▸ The input
---------------

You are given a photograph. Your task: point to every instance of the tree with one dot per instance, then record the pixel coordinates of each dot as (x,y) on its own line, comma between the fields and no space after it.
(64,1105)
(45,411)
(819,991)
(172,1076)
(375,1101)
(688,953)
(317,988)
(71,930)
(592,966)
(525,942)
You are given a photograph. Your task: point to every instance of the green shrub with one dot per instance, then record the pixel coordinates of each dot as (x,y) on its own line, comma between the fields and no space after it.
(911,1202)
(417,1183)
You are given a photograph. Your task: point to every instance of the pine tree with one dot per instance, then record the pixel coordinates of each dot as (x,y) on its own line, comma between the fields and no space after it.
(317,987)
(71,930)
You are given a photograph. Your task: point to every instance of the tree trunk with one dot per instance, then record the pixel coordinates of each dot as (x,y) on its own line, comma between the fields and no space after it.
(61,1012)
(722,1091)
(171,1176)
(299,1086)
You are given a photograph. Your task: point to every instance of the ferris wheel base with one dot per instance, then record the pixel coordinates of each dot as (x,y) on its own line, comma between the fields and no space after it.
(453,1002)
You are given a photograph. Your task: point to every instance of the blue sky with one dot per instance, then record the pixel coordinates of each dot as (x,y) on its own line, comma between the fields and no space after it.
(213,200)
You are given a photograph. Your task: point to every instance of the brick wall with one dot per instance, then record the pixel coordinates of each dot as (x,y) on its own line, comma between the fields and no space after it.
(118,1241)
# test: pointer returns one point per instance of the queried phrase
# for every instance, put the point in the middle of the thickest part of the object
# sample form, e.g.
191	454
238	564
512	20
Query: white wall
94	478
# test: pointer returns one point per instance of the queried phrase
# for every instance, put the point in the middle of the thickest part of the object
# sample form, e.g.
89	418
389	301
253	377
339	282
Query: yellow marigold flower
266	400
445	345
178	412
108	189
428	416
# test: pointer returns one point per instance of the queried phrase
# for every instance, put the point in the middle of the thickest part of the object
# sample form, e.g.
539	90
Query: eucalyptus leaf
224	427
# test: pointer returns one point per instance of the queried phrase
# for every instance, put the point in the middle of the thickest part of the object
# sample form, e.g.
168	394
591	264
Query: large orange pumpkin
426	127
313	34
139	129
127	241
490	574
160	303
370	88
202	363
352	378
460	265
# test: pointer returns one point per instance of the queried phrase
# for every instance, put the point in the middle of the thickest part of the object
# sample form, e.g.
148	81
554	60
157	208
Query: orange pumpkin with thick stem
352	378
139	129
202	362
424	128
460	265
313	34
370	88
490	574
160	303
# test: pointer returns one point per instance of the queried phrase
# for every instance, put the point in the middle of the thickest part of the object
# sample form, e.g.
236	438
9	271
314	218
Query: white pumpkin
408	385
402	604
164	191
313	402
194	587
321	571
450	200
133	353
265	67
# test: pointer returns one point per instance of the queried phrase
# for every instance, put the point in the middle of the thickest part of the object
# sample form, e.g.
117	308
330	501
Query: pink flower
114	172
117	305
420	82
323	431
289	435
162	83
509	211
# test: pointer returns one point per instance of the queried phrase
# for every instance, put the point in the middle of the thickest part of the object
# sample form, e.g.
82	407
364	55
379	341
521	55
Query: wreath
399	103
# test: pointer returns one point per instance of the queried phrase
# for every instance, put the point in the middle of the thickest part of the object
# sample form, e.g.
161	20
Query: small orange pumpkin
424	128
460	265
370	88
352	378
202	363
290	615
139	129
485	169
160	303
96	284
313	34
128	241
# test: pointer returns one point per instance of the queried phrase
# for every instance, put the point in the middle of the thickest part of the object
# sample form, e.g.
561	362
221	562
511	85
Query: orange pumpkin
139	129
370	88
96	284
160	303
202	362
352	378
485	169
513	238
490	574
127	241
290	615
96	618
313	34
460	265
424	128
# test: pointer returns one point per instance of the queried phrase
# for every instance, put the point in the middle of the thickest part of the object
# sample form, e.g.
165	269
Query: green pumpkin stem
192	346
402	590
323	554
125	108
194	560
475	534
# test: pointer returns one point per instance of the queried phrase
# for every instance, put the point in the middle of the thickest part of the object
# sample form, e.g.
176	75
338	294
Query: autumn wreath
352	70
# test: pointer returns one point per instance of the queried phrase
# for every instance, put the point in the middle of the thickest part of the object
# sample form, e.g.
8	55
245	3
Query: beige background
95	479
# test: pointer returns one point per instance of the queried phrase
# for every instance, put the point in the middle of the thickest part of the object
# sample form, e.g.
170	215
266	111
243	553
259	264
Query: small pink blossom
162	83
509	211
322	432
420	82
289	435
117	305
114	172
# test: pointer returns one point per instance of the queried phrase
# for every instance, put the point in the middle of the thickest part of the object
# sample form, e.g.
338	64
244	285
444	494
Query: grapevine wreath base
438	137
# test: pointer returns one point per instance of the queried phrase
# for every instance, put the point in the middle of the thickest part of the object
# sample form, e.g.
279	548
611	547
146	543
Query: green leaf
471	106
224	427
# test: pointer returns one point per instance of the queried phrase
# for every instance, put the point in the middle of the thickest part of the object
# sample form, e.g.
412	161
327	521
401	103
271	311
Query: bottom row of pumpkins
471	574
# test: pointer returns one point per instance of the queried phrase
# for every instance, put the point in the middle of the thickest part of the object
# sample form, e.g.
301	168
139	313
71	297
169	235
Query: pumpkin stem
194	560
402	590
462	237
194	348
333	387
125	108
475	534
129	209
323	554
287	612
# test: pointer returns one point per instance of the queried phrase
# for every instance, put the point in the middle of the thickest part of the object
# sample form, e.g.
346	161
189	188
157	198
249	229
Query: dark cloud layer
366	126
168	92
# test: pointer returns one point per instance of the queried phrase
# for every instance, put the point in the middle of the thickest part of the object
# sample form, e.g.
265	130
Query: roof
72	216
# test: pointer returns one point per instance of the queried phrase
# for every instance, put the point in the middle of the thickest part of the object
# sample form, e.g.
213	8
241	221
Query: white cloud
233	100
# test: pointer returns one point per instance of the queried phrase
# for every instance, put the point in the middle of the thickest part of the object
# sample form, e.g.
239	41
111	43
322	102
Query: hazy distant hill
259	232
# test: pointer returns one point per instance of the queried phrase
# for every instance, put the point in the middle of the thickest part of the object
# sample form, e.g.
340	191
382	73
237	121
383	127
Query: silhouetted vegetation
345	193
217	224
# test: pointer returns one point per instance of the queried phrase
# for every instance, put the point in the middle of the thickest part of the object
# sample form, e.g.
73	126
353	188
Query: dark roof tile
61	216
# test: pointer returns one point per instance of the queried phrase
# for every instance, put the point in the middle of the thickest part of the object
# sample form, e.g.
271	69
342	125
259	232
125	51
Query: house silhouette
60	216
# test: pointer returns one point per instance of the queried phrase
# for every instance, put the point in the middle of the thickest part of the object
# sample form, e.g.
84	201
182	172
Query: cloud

---------------

Your task is to print all of the records exactly.

You are given a photograph. Your task: point to every instance of the tree with one dot per instance, then record the pixel coordinates of each dot as (x,y) on its own line, comma between the fields and no space after it.
(64,1105)
(45,411)
(819,991)
(172,1076)
(375,1101)
(688,953)
(317,988)
(71,930)
(592,966)
(525,942)
You are given a photograph. Your task: point to every instance of the green shrub with one dot per instance, then record the pixel coordinates of each dot as (x,y) on its own line, comma between the fields and no space after it.
(911,1202)
(417,1183)
You are given a photograph. Your task: point to every instance of the pine tree with one dot per instance, then record the pixel coordinates of each dot as (x,y) on its own line, comma between the fields and no space after it.
(317,987)
(71,930)
You are given a photograph. Your task: point to every instance of the tree trunk with one dot per instance, then record the pixel coordinates of each dot as (x,y) on its own line, comma between the fields and no space after it.
(61,1012)
(722,1091)
(171,1176)
(299,1086)
You are given a photograph. Your task: point to every instance of the ferris wheel base with one dot per instance, then record the pixel coordinates of each dot as (x,y) on its own line, comma between the fields and no space after it.
(453,1002)
You are given a photograph. Your task: point to every instance of the blue sky with one dot per instance, then record the pixel coordinates of each dot as (x,y) on its own line, comma between the fields and no space after it.
(213,200)
You are given a photograph. Your task: point to every instance of the brick wall with one dot per instance, then record the pixel coordinates of each dot as (x,y) on its own line, comma between the fields and no space after it.
(118,1241)
# test: pointer returns one point per instance of the queried phrase
# for every instance, put the point in the middle of the thickest part of the object
# sample form, e.g.
191	454
238	564
512	20
Query: white wall
94	478
# test: pointer returns one point per instance of the queried phrase
# for every instance, put the point in the middle of the thickest part of the object
# sample form, e.g.
89	418
389	301
253	377
339	282
Query: yellow marigold flower
266	400
445	345
178	412
108	189
428	416
# test: pointer returns one point per instance of the queried phrase
# for every instance, put the point in the middle of the thickest part of the object
# sample form, e.g.
539	90
Query: eucalyptus leaf
224	427
# test: pointer returns one point per instance of the queried phrase
# for every instance, put the point in the middle of the thickest part of the object
# sample form, e.g.
168	394
591	264
Query: large orange pumpkin
426	127
313	34
139	129
127	241
490	574
160	303
370	88
202	363
352	378
460	265
# test: pointer returns one point per instance of the queried phrase
# for every instance, put the point in the middle of the thickest part of the object
# sample form, e.g.
148	81
554	60
157	208
Query: orange pumpkin with thick stem
352	378
139	129
202	362
424	128
460	265
313	34
370	88
490	574
160	303
# test: pointer returns one point per instance of the queried phrase
# for every instance, put the point in the middle of the thickest part of the object
# sample form, e.g.
236	438
9	271
314	218
Query: white pumpkin
408	385
402	604
164	191
313	402
194	587
321	571
450	200
133	353
265	67
# test: pointer returns one point per instance of the queried phrase
# for every instance, put the point in the middle of the thickest part of the object
# sample form, e.g.
117	308
330	501
Query: pink flower
114	172
117	305
420	82
323	431
289	435
162	83
509	211
# test: pointer returns one point per instance of the queried phrase
# for every instance, put the point in the middle of the thickest part of the object
# sample form, e.g.
82	407
364	55
379	341
521	55
Query: wreath
399	103
# test: pointer returns one point per instance of the queried phrase
# for every instance, put the point in the middle of the thickest part of the object
# sample form, e.g.
161	20
Query: small orange pumpkin
424	128
460	265
370	88
352	378
202	363
290	615
139	129
485	169
160	303
96	284
313	34
128	241
# test: pointer returns one point per instance of the queried phrase
# for every instance, put the point in the middle of the thickest part of the object
# sample form, e.g.
561	362
221	562
511	85
Query: orange pumpkin
139	129
370	88
96	284
160	303
202	362
352	378
485	169
513	238
490	574
127	241
290	615
96	618
313	34
460	265
424	128
# test: pointer returns one point per instance of the queried phrase
# for every instance, put the point in the middle of the thickest part of the object
# sample form, e.g.
165	269
Query: green pumpkin stem
192	346
402	590
323	554
125	108
194	560
475	534
# test: pointer returns one point per instance of the queried phrase
# for every instance, put the point in the middle of the thickest part of the object
# sample form, e.g.
176	75
338	294
Query: autumn wreath
352	70
# test: pointer returns one point per instance of the queried phrase
# for every instance, put the point in the middle of the thickest part of the object
# sample form, e.g.
8	55
245	3
Query: beige background
95	479
# test: pointer returns one point per instance of the queried phrase
# for every instance, put the point in the middle of the thickest part of the object
# sample form, e.g.
170	215
266	111
243	553
259	264
Query: small pink blossom
162	83
509	211
322	432
420	82
289	435
117	305
114	172
# test: pointer returns one point per instance of the queried phrase
# for every instance, put the point in the middle of the thickest part of the object
# sample form, e.g.
338	64
244	285
444	494
Query: grapevine wreath base
438	137
# test: pointer returns one point per instance of the queried phrase
# for every instance, put the point in the middle of the thickest part of the object
# sample form, e.g.
279	548
611	547
146	543
Query: green leaf
471	106
224	427
# test: pointer returns one point per instance of the queried phrase
# for every instance, put the point in the middle of the thickest part of the object
# sample form, e.g.
412	161
327	521
401	103
271	311
Query: bottom row of pumpkins
471	574
# test: pointer returns one point per instance of the queried phrase
# for every instance, put the point in the middle of the thickest part of the object
# sample form, e.g.
301	168
139	313
71	297
169	235
Query: pumpkin stem
194	560
402	590
462	237
194	348
333	387
125	108
475	534
129	209
323	554
287	612
# test: pointer returns one point per instance of the queried phrase
# for every instance, put the point in the middle of the thickest part of the object
# sample form, e.g.
346	161
189	188
157	198
249	229
Query: dark cloud layer
366	126
168	92
# test: pointer returns one point per instance of the queried phrase
# for every instance, put the point in the middle of the thickest part of the object
# sample form, e.g.
265	130
Query: roof
72	216
# test: pointer returns one point per instance of the queried phrase
# for every instance, put the point in the middle of the thickest part of the object
# sample form, e.g.
213	8
241	221
Query: white cloud
233	100
# test: pointer returns one point per instance of the queried phrase
# for every instance, put the point in the middle of the thickest part of the object
# sample form, e.g.
239	41
111	43
322	102
Query: hazy distant hill
259	232
# test: pointer returns one point per instance of the queried phrase
# for every instance, put the point in the middle of the thickest part of the object
# sample form, e.g.
340	191
382	73
237	121
383	127
Query: silhouetted vegetation
345	193
217	224
# test: pointer returns one point per instance of the queried phrase
# for every instance, put the point in the middle of the thickest part of the object
# sample form, e.g.
73	126
353	188
Query: dark roof tile
61	216
# test: pointer returns one point per instance of the queried phrase
# for every instance, put the point in the middle of the thickest part of the object
# sample form, e.g.
271	69
342	125
259	232
125	51
Query: house silhouette
60	216
# test: pointer returns one point per instance of the queried phrase
# for every instance, put the point in the middle of the thickest part of the object
# sample form, e.g.
84	201
182	172
Query: cloud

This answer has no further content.